**Requirements**
Gather every line from the records that contains the word "gold" and list those lines.

**Data excerpts**
- - - - - - -

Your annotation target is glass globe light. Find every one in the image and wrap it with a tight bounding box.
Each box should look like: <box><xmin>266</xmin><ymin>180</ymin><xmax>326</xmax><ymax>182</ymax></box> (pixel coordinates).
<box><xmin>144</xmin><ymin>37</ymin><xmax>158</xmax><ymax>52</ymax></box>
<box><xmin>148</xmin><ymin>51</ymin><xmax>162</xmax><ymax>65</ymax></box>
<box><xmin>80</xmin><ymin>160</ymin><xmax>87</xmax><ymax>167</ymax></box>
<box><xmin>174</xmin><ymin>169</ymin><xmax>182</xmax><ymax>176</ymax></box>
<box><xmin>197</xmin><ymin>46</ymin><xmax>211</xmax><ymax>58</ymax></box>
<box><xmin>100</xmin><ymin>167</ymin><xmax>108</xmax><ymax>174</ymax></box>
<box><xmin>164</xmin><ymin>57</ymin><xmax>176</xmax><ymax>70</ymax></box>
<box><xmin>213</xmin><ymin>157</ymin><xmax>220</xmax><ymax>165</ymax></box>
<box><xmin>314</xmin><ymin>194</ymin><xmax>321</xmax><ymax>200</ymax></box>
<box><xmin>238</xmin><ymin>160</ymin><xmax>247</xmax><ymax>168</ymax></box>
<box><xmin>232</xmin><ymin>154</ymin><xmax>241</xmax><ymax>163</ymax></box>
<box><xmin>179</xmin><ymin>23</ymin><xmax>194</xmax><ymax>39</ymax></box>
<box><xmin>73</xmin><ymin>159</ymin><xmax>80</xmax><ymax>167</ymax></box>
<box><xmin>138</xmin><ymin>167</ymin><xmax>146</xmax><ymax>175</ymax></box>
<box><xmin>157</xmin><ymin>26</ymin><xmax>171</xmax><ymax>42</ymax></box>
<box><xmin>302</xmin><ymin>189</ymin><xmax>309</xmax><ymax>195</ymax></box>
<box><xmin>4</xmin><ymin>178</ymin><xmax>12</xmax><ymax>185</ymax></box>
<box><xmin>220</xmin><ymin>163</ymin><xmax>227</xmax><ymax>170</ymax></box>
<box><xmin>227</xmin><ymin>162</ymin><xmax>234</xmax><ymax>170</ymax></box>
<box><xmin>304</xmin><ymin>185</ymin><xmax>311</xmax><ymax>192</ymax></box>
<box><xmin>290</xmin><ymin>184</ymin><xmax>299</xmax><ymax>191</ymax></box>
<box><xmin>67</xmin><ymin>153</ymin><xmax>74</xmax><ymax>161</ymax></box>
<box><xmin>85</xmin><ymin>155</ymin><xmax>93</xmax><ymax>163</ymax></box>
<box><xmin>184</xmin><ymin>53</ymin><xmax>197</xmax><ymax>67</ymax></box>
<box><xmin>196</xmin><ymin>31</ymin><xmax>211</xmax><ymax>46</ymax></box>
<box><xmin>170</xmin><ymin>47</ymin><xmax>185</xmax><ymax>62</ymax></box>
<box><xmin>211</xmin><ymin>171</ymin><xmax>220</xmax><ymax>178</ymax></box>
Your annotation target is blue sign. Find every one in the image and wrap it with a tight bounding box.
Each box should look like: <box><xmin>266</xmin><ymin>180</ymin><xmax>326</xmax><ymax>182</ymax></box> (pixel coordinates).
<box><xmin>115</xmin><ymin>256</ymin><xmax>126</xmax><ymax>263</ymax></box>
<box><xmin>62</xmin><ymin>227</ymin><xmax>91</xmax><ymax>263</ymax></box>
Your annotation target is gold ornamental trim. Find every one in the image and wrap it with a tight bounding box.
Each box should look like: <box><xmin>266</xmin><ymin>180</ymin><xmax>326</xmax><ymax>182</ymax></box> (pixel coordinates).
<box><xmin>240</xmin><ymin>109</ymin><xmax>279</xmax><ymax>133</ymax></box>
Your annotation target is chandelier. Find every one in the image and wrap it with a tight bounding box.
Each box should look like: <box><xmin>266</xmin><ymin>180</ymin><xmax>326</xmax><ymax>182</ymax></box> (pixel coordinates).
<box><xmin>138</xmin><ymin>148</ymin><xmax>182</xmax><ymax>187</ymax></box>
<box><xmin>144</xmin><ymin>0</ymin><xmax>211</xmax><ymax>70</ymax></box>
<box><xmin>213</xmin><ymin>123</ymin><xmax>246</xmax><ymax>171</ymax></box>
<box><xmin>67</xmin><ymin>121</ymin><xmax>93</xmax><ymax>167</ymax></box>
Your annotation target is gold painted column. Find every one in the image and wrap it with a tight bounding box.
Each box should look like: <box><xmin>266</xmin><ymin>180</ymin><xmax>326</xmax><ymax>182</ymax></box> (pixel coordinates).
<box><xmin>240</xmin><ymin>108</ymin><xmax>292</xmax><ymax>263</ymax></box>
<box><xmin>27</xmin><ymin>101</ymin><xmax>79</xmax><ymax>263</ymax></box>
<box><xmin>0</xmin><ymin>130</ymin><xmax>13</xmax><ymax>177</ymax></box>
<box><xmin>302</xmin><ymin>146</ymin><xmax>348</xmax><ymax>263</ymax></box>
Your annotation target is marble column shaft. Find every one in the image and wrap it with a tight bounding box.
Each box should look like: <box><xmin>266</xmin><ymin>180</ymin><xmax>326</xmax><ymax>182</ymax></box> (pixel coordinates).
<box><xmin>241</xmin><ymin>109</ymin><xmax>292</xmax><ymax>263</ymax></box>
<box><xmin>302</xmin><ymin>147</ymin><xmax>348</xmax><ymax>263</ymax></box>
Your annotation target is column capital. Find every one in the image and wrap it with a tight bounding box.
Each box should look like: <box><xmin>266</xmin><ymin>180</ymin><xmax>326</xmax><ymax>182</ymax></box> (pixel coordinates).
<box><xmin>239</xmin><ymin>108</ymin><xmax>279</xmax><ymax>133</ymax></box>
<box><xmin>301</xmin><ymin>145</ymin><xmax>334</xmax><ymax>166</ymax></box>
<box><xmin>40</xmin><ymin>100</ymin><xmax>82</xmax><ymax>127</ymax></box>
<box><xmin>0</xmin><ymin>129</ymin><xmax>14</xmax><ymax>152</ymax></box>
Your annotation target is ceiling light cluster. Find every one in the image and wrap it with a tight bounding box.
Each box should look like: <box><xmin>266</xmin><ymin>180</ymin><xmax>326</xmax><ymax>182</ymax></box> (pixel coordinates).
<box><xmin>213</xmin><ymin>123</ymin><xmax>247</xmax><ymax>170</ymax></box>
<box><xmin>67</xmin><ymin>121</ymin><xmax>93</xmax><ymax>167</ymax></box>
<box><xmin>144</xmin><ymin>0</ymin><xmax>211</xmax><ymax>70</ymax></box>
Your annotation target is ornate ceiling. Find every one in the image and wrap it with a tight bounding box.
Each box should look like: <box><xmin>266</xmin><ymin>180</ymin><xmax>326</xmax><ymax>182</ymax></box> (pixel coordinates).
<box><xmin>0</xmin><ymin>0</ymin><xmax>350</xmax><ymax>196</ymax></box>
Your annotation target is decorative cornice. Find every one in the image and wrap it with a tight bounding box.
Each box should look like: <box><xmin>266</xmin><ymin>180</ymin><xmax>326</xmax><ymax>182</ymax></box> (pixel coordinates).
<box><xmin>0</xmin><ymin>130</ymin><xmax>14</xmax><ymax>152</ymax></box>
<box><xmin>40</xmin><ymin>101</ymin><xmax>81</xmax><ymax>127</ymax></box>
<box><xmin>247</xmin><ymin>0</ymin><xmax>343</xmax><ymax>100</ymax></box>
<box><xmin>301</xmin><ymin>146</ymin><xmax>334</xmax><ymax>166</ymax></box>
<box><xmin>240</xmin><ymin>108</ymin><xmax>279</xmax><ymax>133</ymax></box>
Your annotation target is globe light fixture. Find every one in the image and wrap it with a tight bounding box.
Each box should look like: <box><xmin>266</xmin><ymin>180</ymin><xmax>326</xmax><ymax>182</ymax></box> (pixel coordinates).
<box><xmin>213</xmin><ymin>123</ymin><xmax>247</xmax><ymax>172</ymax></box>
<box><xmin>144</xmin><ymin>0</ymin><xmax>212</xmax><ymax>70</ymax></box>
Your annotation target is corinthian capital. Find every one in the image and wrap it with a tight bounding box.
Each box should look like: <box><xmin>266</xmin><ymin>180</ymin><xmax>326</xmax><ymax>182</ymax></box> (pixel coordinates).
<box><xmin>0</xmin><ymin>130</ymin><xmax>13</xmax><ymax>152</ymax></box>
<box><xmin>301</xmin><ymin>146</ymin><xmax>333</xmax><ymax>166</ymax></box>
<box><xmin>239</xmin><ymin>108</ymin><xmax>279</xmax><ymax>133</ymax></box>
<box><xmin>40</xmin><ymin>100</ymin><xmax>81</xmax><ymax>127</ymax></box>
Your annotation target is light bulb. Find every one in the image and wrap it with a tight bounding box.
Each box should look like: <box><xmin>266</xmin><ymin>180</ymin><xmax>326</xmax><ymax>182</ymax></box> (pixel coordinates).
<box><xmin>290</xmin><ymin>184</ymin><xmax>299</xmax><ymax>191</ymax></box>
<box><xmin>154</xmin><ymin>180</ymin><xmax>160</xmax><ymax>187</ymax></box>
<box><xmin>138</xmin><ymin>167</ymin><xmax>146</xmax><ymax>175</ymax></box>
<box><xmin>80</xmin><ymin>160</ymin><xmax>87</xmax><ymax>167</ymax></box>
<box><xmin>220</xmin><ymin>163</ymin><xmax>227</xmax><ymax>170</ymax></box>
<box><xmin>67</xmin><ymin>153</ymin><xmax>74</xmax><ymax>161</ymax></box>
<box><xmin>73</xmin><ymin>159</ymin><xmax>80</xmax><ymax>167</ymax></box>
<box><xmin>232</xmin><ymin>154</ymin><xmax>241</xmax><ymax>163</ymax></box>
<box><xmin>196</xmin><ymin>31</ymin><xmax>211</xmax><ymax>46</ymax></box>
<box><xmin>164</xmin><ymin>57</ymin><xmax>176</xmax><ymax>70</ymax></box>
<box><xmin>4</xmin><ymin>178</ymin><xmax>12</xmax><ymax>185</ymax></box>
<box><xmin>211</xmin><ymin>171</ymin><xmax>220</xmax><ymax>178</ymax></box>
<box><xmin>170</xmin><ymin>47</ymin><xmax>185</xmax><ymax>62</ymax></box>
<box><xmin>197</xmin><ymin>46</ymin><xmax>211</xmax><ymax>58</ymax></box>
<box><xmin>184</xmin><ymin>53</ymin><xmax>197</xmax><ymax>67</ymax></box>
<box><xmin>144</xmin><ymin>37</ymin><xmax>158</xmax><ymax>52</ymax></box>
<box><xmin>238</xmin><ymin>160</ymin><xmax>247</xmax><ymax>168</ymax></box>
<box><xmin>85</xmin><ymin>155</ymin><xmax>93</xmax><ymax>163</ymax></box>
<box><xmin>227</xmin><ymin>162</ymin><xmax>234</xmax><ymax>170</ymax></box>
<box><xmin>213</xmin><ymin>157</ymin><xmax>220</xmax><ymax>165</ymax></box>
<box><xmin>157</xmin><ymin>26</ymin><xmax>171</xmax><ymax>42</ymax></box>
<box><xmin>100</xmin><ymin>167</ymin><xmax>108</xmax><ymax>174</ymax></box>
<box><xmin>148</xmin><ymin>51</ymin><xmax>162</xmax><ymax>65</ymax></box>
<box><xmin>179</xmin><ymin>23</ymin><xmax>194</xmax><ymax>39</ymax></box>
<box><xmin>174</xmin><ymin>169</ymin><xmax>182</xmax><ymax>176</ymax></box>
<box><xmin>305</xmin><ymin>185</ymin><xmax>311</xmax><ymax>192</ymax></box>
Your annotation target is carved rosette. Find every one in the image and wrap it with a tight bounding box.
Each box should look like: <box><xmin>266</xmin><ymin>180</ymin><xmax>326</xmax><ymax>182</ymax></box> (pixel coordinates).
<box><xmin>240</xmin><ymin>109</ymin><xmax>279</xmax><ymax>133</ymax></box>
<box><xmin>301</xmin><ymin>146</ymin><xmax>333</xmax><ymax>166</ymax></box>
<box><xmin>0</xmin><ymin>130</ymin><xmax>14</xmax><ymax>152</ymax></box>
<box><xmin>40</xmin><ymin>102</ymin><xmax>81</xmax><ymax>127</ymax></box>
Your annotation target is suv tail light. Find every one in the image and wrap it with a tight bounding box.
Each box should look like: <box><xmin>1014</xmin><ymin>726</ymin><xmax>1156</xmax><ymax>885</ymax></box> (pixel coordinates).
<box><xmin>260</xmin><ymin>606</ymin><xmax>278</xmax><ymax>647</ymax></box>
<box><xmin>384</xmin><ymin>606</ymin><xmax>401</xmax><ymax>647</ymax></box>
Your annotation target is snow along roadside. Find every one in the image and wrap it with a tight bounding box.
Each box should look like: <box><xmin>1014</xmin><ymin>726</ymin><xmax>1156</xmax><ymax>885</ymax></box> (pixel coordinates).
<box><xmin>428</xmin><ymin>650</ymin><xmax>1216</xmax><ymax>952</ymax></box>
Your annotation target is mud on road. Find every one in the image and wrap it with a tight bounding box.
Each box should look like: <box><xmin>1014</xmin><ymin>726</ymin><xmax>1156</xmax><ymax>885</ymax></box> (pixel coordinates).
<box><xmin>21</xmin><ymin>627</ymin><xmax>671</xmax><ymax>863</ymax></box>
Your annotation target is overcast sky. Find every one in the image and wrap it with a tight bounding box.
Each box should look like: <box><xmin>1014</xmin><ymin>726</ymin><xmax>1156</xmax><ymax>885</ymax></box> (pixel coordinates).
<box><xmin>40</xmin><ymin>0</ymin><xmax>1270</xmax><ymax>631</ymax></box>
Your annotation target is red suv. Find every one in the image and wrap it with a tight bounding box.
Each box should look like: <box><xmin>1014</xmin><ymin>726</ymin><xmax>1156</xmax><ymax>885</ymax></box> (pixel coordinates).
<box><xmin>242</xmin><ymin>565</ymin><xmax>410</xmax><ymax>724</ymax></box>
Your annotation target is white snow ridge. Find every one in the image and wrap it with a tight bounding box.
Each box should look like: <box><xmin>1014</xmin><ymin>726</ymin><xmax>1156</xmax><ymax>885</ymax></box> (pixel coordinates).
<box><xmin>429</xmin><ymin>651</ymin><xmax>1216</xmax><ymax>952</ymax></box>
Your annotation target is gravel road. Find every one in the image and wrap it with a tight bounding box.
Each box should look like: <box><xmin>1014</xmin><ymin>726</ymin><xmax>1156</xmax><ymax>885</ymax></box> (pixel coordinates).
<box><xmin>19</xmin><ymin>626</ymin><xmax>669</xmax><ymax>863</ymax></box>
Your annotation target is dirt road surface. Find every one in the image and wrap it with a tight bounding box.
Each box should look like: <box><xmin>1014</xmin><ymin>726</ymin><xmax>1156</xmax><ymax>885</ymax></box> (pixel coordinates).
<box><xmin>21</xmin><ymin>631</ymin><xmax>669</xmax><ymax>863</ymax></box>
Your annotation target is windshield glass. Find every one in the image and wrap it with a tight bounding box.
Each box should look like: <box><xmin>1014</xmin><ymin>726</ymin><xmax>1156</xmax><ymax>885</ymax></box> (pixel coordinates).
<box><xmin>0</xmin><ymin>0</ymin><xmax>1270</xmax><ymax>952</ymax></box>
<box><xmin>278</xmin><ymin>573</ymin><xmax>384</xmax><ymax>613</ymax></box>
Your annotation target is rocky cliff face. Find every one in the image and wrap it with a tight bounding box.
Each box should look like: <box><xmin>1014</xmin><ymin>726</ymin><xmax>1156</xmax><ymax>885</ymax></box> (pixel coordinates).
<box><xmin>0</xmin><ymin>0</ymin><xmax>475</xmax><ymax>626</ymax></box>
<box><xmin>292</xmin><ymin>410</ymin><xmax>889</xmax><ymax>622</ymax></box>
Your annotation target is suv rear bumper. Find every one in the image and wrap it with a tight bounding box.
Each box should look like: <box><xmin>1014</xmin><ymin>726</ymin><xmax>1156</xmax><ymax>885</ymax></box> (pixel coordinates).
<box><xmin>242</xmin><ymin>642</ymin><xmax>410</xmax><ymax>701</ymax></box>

- - - - - - -

**Full solution**
Your annotation target is gold ornamental trim. Find every one in the image and wrap it with a tight bounding box.
Your annotation target is gold painted column. Find every one in the image and wrap it with a tight bounding box.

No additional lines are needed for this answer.